begin Excerpted records

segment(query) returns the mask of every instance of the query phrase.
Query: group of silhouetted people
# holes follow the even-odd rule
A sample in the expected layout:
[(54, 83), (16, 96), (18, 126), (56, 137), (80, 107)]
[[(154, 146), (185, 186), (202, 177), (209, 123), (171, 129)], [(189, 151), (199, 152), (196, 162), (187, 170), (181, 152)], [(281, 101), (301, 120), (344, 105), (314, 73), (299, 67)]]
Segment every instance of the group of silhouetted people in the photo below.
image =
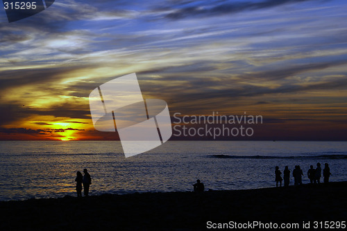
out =
[[(325, 163), (324, 166), (323, 176), (324, 178), (324, 183), (328, 183), (329, 182), (329, 177), (331, 175), (330, 169), (329, 168), (329, 165), (327, 163)], [(307, 172), (307, 177), (312, 184), (318, 184), (320, 183), (321, 171), (321, 163), (317, 163), (317, 167), (316, 169), (313, 168), (313, 165), (310, 167), (310, 169)], [(282, 186), (282, 181), (283, 179), (282, 178), (281, 174), (282, 172), (280, 171), (280, 168), (278, 166), (276, 166), (275, 170), (275, 181), (276, 182), (276, 187), (278, 187), (278, 183), (280, 183), (280, 187)], [(300, 168), (299, 165), (296, 165), (294, 169), (293, 170), (294, 185), (300, 185), (303, 184), (303, 176), (304, 176), (303, 170)], [(288, 166), (286, 166), (285, 170), (283, 171), (283, 178), (285, 180), (285, 187), (289, 185), (290, 170), (288, 169)]]
[(92, 184), (92, 178), (88, 173), (87, 169), (83, 169), (84, 176), (82, 176), (81, 172), (77, 172), (77, 176), (76, 177), (76, 191), (77, 192), (77, 196), (82, 196), (82, 184), (83, 184), (83, 191), (85, 196), (87, 196), (89, 194), (89, 187)]

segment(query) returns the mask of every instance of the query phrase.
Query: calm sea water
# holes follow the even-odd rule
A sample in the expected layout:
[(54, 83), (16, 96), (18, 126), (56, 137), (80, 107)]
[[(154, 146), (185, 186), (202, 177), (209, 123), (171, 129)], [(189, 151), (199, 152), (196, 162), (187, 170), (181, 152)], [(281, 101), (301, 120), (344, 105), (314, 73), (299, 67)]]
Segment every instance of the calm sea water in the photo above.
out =
[(197, 178), (208, 190), (273, 187), (275, 166), (306, 174), (317, 162), (347, 181), (347, 142), (169, 141), (126, 158), (117, 141), (0, 141), (0, 201), (75, 196), (83, 168), (95, 195), (192, 191)]

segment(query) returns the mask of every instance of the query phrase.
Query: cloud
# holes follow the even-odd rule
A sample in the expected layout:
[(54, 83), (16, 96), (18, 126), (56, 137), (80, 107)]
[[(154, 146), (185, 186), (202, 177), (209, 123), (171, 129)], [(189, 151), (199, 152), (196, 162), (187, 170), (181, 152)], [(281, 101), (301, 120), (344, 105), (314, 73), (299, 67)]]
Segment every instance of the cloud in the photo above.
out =
[[(237, 13), (244, 10), (256, 10), (303, 1), (321, 1), (321, 0), (265, 0), (260, 2), (223, 1), (221, 4), (217, 6), (216, 6), (217, 1), (208, 1), (205, 5), (183, 6), (169, 13), (166, 17), (171, 19), (180, 19), (197, 16), (220, 16), (221, 15)], [(185, 3), (183, 3), (183, 5), (185, 5)]]
[(42, 125), (42, 126), (53, 125), (53, 124), (49, 124), (49, 123), (45, 122), (33, 122), (33, 124), (37, 124), (37, 125)]

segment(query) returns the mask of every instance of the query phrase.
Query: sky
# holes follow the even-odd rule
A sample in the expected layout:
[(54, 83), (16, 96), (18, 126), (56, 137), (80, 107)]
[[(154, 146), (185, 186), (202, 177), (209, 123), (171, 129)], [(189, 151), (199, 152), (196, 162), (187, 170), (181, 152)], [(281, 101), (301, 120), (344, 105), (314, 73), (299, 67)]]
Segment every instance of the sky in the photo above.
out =
[(12, 23), (1, 8), (0, 140), (117, 140), (88, 96), (136, 73), (171, 116), (246, 112), (264, 119), (251, 139), (346, 140), (346, 21), (344, 0), (56, 0)]

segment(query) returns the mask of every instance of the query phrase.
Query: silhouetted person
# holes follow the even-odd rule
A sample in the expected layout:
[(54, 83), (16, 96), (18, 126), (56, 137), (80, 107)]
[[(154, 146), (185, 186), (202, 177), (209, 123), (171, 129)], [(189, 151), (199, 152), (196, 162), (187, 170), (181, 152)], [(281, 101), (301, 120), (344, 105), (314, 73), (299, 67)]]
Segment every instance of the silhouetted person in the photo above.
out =
[(319, 183), (321, 182), (321, 176), (322, 169), (321, 168), (321, 163), (317, 163), (317, 167), (316, 168), (316, 171), (314, 172), (314, 183)]
[(290, 178), (290, 170), (288, 169), (288, 166), (286, 166), (285, 170), (283, 171), (283, 178), (285, 180), (285, 187), (289, 185), (289, 178)]
[(307, 171), (307, 177), (310, 179), (310, 182), (313, 184), (313, 181), (316, 176), (316, 170), (313, 168), (313, 165), (310, 166), (310, 169)]
[(200, 180), (196, 180), (196, 183), (193, 186), (195, 192), (202, 192), (205, 190), (205, 186), (200, 182)]
[(77, 172), (77, 176), (76, 177), (76, 191), (77, 192), (77, 196), (82, 196), (82, 181), (83, 181), (83, 176), (81, 172)]
[(90, 175), (87, 169), (83, 169), (83, 173), (85, 174), (83, 181), (84, 194), (85, 196), (87, 196), (89, 194), (89, 186), (92, 184), (92, 178), (90, 178)]
[(301, 176), (303, 176), (303, 170), (300, 169), (299, 165), (295, 166), (295, 169), (293, 170), (293, 176), (294, 177), (295, 185), (303, 184)]
[(278, 182), (280, 182), (280, 187), (282, 187), (282, 181), (283, 180), (281, 177), (282, 172), (280, 171), (278, 166), (276, 166), (275, 170), (275, 180), (276, 181), (276, 187), (278, 187)]
[(330, 177), (331, 172), (329, 165), (325, 163), (324, 165), (324, 169), (323, 170), (323, 176), (324, 177), (324, 183), (327, 184), (329, 183), (329, 177)]

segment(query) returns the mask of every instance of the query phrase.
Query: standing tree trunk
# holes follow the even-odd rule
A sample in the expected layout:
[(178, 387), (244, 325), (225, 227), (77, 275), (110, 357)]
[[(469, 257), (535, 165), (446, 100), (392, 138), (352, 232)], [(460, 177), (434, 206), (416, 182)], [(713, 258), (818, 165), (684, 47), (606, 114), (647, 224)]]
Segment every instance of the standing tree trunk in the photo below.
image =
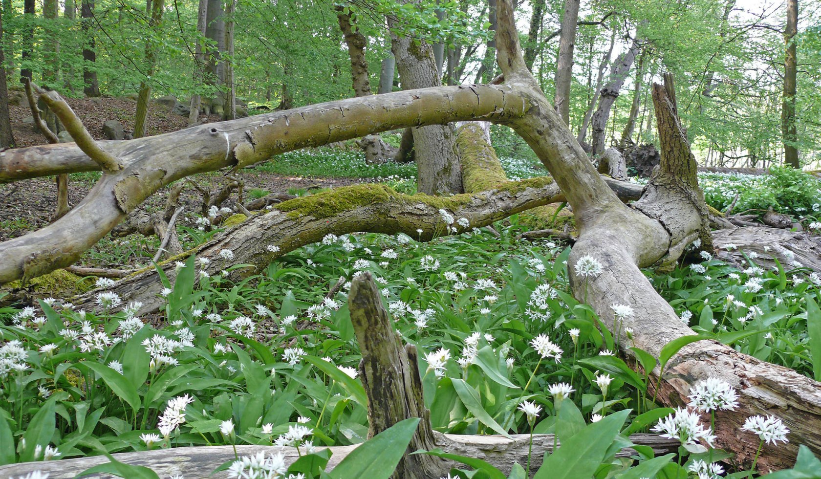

end Excerpted records

> _Aim of the task_
Find every line in the rows above that contains the string "tree" and copy each of those lines. Matching is case-sensitive.

> _Answer_
Query: standing tree trunk
Segment every instance of the standing tree trunk in the photo below.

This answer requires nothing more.